# [SOURCE PASSAGE]
Reputation: 21
I'm having trouble accurately defining my permutation design/hierarchy in the "permute" package in R.
Given a hypothetical set of plots, in which I've recorded species occurrences, I'd like to shuffle species within plots while maintaining the number of species in each plot, and also maintaining the overall abundance of individual species across the entire species pool.
Ultimately I'm trying to build a null distribution that is constrained at the plot level (n species per plot), and also at the overall species pool level (total observations of each species).
# build dataset representing the presence/absence of 10 species (columns)
# in 100 plots (rows)
set.seed(123)
dat = matrix(
sample(c(0,1), size = 100*10, replace = T, prob = c(0.75, 0.25)),
nrow = 100,
ncol = 10) # let this matrix represent the observed data
rowSums(dat) # represents the number of species present in each plot
colSums(dat) # represents the overall number of observations of each species
relative_abund = colSums(dat) / sum(dat)

# [SOURCE DATA]
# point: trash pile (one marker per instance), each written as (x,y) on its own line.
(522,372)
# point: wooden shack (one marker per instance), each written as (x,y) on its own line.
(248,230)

# [INSTRUCTIONS]
(A) In the forum post, how many species and how many plots does the example dataset represent?
(B) State whether each statement agrees with the forum post, answering yes or no and quoting the deciding words: (i) The shuffling should keep the number of species in each plot unchanged. (ii) The example matrix gives presence and absence equal probability. (iii) The number of species present in each plot is computed with colSums.

# [ANSWERS]
(A) 10 species in 100 plots.

(B)
(i) Yes: "while maintaining the number of species in each plot"
(ii) No: "prob = c(0.75, 0.25)"
(iii) No: "rowSums(dat) # represents the number of species present in each plot"